Text provided:
—————
If the symptoms of complicated grief don’t look any different than those of normal grief, how can we tell the two apart? Right now, advocates for its inclusion argue that the major clinical difference between the two has to do with the duration of these symptoms. In their view, complicated grief can be identified as early as six months after a loss. But research indicates that many people are still in the grips of their grief at this point: In the Slate study, a quarter said they felt normal only “one to two years” after the loss. A mere 30 percent of the respondents reported feeling “normal” or symptom-free again within six months after a major loss. Another large study conducted by George Bonanno and his colleagues at Columbia University found that many mourners reported a long grieving process, with symptoms waning anywhere from six months post-loss to 18 months post-loss.
—————
Dataset entries:

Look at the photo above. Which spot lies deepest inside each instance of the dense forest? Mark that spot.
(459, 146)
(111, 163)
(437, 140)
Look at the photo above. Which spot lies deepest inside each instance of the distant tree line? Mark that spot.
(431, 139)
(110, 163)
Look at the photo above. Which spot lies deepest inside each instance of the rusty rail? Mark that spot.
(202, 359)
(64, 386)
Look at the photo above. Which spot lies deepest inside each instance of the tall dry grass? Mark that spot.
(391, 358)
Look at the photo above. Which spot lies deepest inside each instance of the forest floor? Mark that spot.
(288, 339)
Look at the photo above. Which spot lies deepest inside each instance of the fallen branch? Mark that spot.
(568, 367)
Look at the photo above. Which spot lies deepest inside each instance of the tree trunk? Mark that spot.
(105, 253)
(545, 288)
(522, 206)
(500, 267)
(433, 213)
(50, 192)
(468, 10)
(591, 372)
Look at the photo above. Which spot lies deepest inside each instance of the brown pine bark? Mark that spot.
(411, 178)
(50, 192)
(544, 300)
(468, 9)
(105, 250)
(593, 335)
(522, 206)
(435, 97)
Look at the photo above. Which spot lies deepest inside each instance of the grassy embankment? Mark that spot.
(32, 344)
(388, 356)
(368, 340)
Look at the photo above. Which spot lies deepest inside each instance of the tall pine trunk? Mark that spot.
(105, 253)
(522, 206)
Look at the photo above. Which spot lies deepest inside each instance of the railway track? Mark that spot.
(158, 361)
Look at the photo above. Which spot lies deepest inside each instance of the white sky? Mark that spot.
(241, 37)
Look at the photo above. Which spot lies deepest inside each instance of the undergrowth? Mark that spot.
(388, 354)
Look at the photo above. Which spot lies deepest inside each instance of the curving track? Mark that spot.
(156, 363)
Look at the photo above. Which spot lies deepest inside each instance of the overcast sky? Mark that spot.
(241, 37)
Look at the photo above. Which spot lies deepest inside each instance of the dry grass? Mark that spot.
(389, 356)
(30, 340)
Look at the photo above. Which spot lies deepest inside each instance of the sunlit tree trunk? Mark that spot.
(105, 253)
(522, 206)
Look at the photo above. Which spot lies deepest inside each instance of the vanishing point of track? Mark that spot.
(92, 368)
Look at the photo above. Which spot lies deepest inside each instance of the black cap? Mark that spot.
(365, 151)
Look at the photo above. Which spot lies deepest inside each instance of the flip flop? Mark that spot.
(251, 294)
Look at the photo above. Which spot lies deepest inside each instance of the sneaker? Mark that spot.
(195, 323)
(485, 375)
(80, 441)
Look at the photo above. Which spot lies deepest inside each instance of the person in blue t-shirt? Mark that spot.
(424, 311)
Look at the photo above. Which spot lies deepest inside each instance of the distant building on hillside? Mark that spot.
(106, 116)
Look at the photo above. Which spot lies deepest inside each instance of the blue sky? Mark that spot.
—————
Tasks to complete:
**1.** Quote the passage on complicated grief word for word, starting with "If the symptoms" and going on through "18 months post-loss.".
**2.** In the passage on complicated grief, what fraction of Slate study respondents said they felt normal only one to two years after the loss?

Task answers:
**1.**
If the symptoms of complicated grief don’t look any different than those of normal grief, how can we tell the two apart? Right now, advocates for its inclusion argue that the major clinical difference between the two has to do with the duration of these symptoms. In their view, complicated grief can be identified as early as six months after a loss. But research indicates that many people are still in the grips of their grief at this point: In the Slate study, a quarter said they felt normal only “one to two years” after the loss. A mere 30 percent of the respondents reported feeling “normal” or symptom-free again within six months after a major loss. Another large study conducted by George Bonanno and his colleagues at Columbia University found that many mourners reported a long grieving process, with symptoms waning anywhere from six months post-loss to 18 months post-loss.

**2.** A quarter.